> _Extracted text_
-----
NIAPU: network-informed adaptive positive-unlabeled learning for disease gene identification

TL;DR

This paper introduces NIAPU, a network-informed adaptive positive-unlabeled learning method that uses novel features and a Markov diffusion strategy to improve disease gene discovery, showing competitive results across multiple datasets.

Contribution

The paper presents a new network-based feature set and a Markov diffusion labeling strategy for positive-unlabeled learning in disease gene identification, enhancing prior methods.

Findings

Effective in identifying candidate disease genes across ten datasets.

Competitive performance against state-of-the-art algorithms.

Improves upon classical topological and functional features.

Abstract

Gene-disease associations are fundamental for understanding disease etiology and developing effective interventions and treatments. Identifying genes not yet associated with a disease due to a lack of studies is a challenging task in which prioritization based on prior knowledge is an important element. The computational search for new candidate disease genes may be eased by positive-unlabeled learning, the machine learning setting in which only a subset of instances are labeled as positive while the rest of the data set is unlabeled. In this work, we propose a set of effective network-based features to be used in a novel Markov diffusion-based multi-class labeling strategy for putative disease gene discovery. The performances of the new labeling algorithm and the effectiveness of the proposed features have been tested on ten different disease data sets using three machine learning algorithms. The new features have been compared against classical topological and functional/ontological features and a set of network- and biological-derived features already used in gene discovery tasks. The predictive power of the integrated methodology in searching for new disease genes has been found to be competitive against state-of-the-art algorithms.
-----
> _Work instructions_
Write out the passage of the NIAPU page word for word, starting at "NIAPU: network-informed adaptive" and ending at "enhancing prior methods.". The listing has no connection to the NIAPU page.

> _Given data_
-----
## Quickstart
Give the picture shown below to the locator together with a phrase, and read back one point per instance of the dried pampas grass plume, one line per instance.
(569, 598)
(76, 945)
-----
> _Exercise result_
NIAPU: network-informed adaptive positive-unlabeled learning for disease gene identification

TL;DR

This paper introduces NIAPU, a network-informed adaptive positive-unlabeled learning method that uses novel features and a Markov diffusion strategy to improve disease gene discovery, showing competitive results across multiple datasets.

Contribution

The paper presents a new network-based feature set and a Markov diffusion labeling strategy for positive-unlabeled learning in disease gene identification, enhancing prior methods.